Passage:
Inflammatory Oxidative Stress Compounds Inhibit Insulin Secretion through Rapid Protein Carbonylation.

Pancreatic β-cells in pre-type 1 diabetes (T1D) experience stress due to islet inflammation, which accompanies early defects in insulin secretion that precede autoimmune destruction. One product of inflammatory stress is protein carbonylation (PC), brought on by reactive oxygen species (ROS) combining with lipids to produce reactive aldehydes such as 4-hydroxynonenal (4-HNE) that irreversibly modify Cys, His, and Lys sidechains. In this study, we used proteomics to measure patterns of PC in pancreatic islets from 10-week-old pre-diabetic NOD mice and in cultured insulin-secreting cells treated with either 4-HNE or pro-inflammatory cytokines. All three stress conditions increased carbonylation of proteins central to β-cell function including Rab GTPases and other proteins that are essential for vesicle trafficking. Gene ontology analysis indicates that the affected proteins and pathways in pre-diabetic NOD islets reflect a combination of those impacted by 4-HNE and cytokine treatment. Furthermore, both 4-HNE and cytokines significantly inhibited insulin secretion by ~50% in cultured MIN6 and INS-1-GRINCH cells. In particular, exposure to 4-HNE for as little as 5 minutes suppressed insulin secretion and increased the carbonylation of over 1000 proteins. Overall, the observed PC pattern in pre-T1D islets is consistent with a model in which β-cells experience multiple sources of oxidative stress, including ROS generation within β-cells themselves and reactive compounds released by infiltrating immune cells. The latter exogenous source may represent a novel rapid mechanism for inhibiting insulin secretion.

Study material:
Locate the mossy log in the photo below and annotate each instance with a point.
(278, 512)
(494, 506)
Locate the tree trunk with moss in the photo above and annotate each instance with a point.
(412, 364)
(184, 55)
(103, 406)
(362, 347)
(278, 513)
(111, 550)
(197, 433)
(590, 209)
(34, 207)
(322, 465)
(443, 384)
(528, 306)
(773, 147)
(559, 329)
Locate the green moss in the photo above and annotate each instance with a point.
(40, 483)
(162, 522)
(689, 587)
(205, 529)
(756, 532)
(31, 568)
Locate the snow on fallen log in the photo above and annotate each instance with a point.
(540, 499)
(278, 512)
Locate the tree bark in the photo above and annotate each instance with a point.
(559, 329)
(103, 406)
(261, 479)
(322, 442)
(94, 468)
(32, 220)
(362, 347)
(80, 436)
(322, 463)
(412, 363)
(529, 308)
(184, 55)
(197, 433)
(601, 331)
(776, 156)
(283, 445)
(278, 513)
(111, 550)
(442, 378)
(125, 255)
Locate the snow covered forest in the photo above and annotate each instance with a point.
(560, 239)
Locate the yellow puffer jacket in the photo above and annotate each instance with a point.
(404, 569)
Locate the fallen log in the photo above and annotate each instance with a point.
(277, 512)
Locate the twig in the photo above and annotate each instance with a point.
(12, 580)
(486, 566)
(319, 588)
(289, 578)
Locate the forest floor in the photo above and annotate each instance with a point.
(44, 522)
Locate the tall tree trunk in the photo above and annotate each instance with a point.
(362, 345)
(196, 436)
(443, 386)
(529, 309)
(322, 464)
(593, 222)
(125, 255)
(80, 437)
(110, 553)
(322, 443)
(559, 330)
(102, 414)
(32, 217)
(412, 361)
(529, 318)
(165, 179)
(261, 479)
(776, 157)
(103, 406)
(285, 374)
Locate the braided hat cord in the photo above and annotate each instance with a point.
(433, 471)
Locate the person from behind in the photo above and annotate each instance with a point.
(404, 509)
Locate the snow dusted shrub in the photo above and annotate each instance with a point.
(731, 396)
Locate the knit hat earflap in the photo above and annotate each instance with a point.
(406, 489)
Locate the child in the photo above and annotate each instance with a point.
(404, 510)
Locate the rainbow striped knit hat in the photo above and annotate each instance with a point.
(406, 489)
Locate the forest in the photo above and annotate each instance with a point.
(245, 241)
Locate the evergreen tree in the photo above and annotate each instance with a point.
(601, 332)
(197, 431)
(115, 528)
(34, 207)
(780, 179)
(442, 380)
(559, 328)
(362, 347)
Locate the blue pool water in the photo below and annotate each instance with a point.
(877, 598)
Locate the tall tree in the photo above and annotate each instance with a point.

Task to complete: For each statement, say yes or no to whether it agrees with the passage on protein carbonylation, and quote the deciding words of the passage: (a) The islets studied came from 10-week-old pre-diabetic NOD mice. (b) 4-HNE had to be applied for more than an hour before insulin secretion was suppressed. (c) Cytokines cut insulin secretion by about half in cultured MIN6 cells. The records were taken from a different source than the passage.

Task response:
(a) Yes: "pancreatic islets from 10-week-old pre-diabetic NOD mice"
(b) No: "exposure to 4-HNE for as little as 5 minutes suppressed insulin secretion"
(c) Yes: "both 4-HNE and cytokines significantly inhibited insulin secretion by ~50% in cultured MIN6 and INS-1-GRINCH cells"